SOURCE DOCUMENT
--- Begin ---

Tidy Look at Model Output

• Tidymodels output (tibble)

linear_reg() |> 
    fit(hwy ~ displ, data = mpg) |> 
    tidy()

# A tibble: 2 × 5
  term        estimate std.error statistic   p.value
  <chr>          <dbl>     <dbl>     <dbl>     <dbl>
1 (Intercept)    35.7      0.720      49.6 2.12e-125
2 displ          -3.53     0.195     -18.2 2.04e- 46

\[\widehat{hwy}_{i} = 35.7 -3.53 \times displ_{i}\]

• We can print the model output as a tidy table using the tidy() function.
• Here we not only have the point estimates in the fist column, but also have the standard error that measure the uncertainty of these coefficients, the test statistics, and p-values that are used in hypothesis testing.
• We’ll use standard error when quantifying the uncertainty about the regression line, but we won’t talk about test statistics and p-values in this course because they are covered in 4720.

20-Simple Linear Regression

In lab.qmd ## Lab 20 section,

• Use the mpg data to fit a simple linear regression where \(y\) is hwy and \(x\) is cty.

• Produce the plot below. (add the layer geom_smooth(method = "lm", se = FALSE))

library(tidymodels); library(ggplot2)

parsnip::linear_reg() %>% 
    set_engine("lm") %>% 
    fit(hwy ~ displ, data = mpg) %>% 
    tidy()

library(tidymodels); library(ggplot2)
ggplot(data = mpg, aes(x = cty, y = hwy)) +
    geom_point() +
    geom_smooth(method = "lm", se = FALSE, color = "#003366") + 
    labs(title = "Highway MPG vs. City MPG",
         x = "City MPG",
         y = "Highway MPG")

--- End ---

MATERIAL SHOWN
--- Begin ---

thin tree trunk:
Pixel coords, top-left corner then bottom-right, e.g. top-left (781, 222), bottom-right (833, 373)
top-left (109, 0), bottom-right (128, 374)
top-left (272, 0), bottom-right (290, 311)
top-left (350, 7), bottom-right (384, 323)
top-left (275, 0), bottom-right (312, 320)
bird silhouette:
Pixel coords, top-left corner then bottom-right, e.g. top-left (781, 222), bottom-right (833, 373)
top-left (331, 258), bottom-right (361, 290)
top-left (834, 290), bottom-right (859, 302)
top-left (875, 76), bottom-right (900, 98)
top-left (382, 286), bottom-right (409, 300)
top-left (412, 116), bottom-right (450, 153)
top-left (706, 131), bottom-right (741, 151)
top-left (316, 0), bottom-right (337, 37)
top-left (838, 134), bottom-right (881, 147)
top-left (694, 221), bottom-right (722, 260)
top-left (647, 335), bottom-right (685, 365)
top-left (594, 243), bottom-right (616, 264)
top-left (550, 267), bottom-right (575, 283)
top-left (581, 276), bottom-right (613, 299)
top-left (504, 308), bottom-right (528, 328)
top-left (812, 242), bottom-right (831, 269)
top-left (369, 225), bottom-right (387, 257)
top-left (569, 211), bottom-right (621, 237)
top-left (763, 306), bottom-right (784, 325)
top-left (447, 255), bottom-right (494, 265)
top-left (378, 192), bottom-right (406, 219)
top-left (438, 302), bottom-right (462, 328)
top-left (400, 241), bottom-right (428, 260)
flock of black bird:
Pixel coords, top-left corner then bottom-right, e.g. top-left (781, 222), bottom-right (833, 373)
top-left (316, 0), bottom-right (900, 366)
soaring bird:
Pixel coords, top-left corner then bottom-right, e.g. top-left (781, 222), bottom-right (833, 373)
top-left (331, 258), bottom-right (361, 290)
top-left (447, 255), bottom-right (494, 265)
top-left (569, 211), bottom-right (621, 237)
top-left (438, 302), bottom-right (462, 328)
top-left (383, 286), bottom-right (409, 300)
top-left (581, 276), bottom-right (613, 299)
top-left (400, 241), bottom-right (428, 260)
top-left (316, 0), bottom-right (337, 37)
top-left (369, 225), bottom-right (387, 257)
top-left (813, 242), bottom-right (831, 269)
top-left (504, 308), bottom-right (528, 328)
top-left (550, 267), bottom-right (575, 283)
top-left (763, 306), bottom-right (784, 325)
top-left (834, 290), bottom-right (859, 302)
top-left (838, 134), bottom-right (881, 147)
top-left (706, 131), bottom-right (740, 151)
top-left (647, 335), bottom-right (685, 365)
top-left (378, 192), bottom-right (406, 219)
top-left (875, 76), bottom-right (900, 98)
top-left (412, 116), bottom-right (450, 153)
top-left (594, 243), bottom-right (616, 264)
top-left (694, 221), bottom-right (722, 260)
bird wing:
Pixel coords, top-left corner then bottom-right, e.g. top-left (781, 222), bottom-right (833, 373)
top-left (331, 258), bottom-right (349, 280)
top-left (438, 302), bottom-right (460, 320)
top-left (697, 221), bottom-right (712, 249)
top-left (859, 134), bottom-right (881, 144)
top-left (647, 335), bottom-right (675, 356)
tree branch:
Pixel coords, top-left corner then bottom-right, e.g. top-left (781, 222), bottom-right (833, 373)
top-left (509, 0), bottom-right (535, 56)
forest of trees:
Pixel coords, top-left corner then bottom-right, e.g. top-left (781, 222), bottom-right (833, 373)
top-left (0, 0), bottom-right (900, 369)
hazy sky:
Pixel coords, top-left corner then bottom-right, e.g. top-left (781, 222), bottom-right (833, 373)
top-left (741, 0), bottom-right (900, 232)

--- End ---

WHAT THIS EXERCISE ASKS
a) Answer these questions about the regression notes, one per line:
(i) What is the estimate for displ in the tidy table?
(ii) Which function prints the model output as a tidy table?
(iii) In the lab exercise, which variables are \(y\) and \(x\)?
b) Carry on the regression notes from their final line.

TASK-BY-TASK ANSWERS
a)
(i) -3.53
(ii) tidy()
(iii) \(y\) is hwy and \(x\) is cty

b)
Quantify Uncertainty about Coefficients

• Uncertainty about regression coefficients \(\beta_0\) and \(\beta_1\)

reg_out <- linear_reg() |> 
    fit(hwy ~ displ, data = mpg)

reg_out_fit <- reg_out$fit

reg_out_fit$coefficients

(Intercept)       displ 
      35.70       -3.53 

confint(reg_out_fit)

            2.5 % 97.5 %
(Intercept) 34.28  37.12
displ       -3.91  -3.15

Quantify Uncertainty about Mean of \(y\)

• Uncertainty about the mean value of \(y\) given \(X = x\) \[\mu_{Y \mid X = x} = \beta_0 + \beta_1x\]

new_input <- data.frame(displ = 3:6)

predict(reg_out_fit, newdata = new_input, interval = "confidence", level = 0.95)

   fit  lwr  upr
1 25.1 24.6 25.6
2 21.6 21.0 22.1
3 18.0 17.3 18.8
4 14.5 13.4 15.6

• We are also interested in uncertainty about the mean value of \(y\) given some value of \(x\), especially when we are predicting \(y\).
• To get the CI for the mean of \(y\) at any value of \(x\), we can use the predict() function.
• The first argument in the function is the regression fitted result.
• Then and argument new data is a data frame of predictor values.
• Here, the predictor is at 1, 2, 3, up to 8.
• And interval is confidence, and confidence level is 95%.
• The output will have 3 columns. The first column shows the predicted or fitted value of \(y\) given \(x\), these are values right on the regression line.
• The second and third columns are lower and upper bound respectively.
• How do we show the confidence interval for the mean of y?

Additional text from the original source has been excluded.